» What the task requires
Rewrite the records below, replacing each occurrence of "rough mask" with "coarse mask" and leaving all other text unchanged.

[Collected data entries]
□ □ □ □

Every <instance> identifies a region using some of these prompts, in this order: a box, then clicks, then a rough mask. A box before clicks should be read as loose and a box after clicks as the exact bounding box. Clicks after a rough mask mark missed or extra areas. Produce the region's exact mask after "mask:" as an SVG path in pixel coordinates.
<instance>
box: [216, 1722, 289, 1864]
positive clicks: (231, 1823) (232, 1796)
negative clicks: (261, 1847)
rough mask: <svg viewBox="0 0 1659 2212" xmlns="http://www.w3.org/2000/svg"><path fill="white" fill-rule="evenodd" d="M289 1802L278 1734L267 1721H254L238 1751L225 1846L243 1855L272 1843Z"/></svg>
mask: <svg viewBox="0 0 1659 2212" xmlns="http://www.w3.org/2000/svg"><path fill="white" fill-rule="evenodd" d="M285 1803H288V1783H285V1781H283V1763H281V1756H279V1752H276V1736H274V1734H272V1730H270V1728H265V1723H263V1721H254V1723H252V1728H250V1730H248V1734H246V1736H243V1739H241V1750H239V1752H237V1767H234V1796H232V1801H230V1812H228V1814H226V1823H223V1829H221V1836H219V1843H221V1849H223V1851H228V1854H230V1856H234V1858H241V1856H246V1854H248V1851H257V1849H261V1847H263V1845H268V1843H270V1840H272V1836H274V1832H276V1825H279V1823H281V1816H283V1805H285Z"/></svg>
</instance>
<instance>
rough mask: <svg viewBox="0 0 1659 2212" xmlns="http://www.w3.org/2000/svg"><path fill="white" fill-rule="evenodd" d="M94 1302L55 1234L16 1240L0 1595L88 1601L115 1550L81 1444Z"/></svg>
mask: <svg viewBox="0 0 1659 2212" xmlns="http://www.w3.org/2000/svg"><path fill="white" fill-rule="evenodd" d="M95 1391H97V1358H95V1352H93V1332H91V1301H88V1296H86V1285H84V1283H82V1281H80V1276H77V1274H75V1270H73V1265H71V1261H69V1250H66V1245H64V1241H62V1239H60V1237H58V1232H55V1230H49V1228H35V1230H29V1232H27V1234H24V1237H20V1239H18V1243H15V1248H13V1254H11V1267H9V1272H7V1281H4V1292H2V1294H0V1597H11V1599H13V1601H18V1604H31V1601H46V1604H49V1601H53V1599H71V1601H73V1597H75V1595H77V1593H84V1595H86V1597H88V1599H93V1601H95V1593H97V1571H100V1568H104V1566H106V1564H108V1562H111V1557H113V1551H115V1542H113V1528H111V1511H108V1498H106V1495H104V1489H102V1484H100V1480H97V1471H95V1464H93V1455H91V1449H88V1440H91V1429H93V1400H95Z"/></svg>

□ □ □ □

» Task output
Every <instance> identifies a region using some of these prompts, in this order: a box, then clicks, then a coarse mask. A box before clicks should be read as loose and a box after clicks as the exact bounding box. Clicks after a coarse mask mark missed or extra areas. Produce the region's exact mask after "mask:" as an SVG path in pixel coordinates.
<instance>
box: [216, 1722, 289, 1864]
positive clicks: (231, 1823) (232, 1796)
negative clicks: (261, 1847)
coarse mask: <svg viewBox="0 0 1659 2212" xmlns="http://www.w3.org/2000/svg"><path fill="white" fill-rule="evenodd" d="M289 1802L278 1734L267 1721H254L238 1751L225 1846L243 1855L272 1843Z"/></svg>
mask: <svg viewBox="0 0 1659 2212" xmlns="http://www.w3.org/2000/svg"><path fill="white" fill-rule="evenodd" d="M285 1803H288V1783H285V1781H283V1763H281V1756H279V1752H276V1736H274V1734H272V1730H270V1728H265V1723H263V1721H254V1723H252V1728H250V1730H248V1734H246V1736H243V1739H241V1750H239V1752H237V1767H234V1796H232V1801H230V1812H228V1814H226V1823H223V1829H221V1836H219V1843H221V1849H223V1851H228V1854H230V1856H234V1858H241V1856H246V1854H248V1851H257V1849H261V1847H263V1845H268V1843H270V1840H272V1836H274V1832H276V1825H279V1823H281V1816H283V1805H285Z"/></svg>
</instance>
<instance>
coarse mask: <svg viewBox="0 0 1659 2212" xmlns="http://www.w3.org/2000/svg"><path fill="white" fill-rule="evenodd" d="M94 1302L55 1234L16 1240L0 1595L88 1601L115 1550L81 1444Z"/></svg>
mask: <svg viewBox="0 0 1659 2212" xmlns="http://www.w3.org/2000/svg"><path fill="white" fill-rule="evenodd" d="M95 1391H97V1358H95V1352H93V1332H91V1301H88V1296H86V1285H84V1283H82V1281H80V1276H77V1274H75V1270H73V1265H71V1261H69V1250H66V1245H64V1241H62V1239H60V1237H58V1232H55V1230H49V1228H35V1230H29V1232H27V1234H24V1237H20V1239H18V1243H15V1248H13V1254H11V1267H9V1272H7V1281H4V1292H2V1294H0V1597H11V1599H13V1601H18V1604H31V1601H46V1604H49V1601H53V1599H71V1601H73V1597H75V1595H77V1593H84V1595H86V1597H88V1599H93V1601H95V1593H97V1571H100V1568H104V1566H106V1564H108V1562H111V1557H113V1551H115V1542H113V1528H111V1511H108V1498H106V1495H104V1489H102V1484H100V1480H97V1471H95V1464H93V1455H91V1449H88V1440H91V1429H93V1400H95Z"/></svg>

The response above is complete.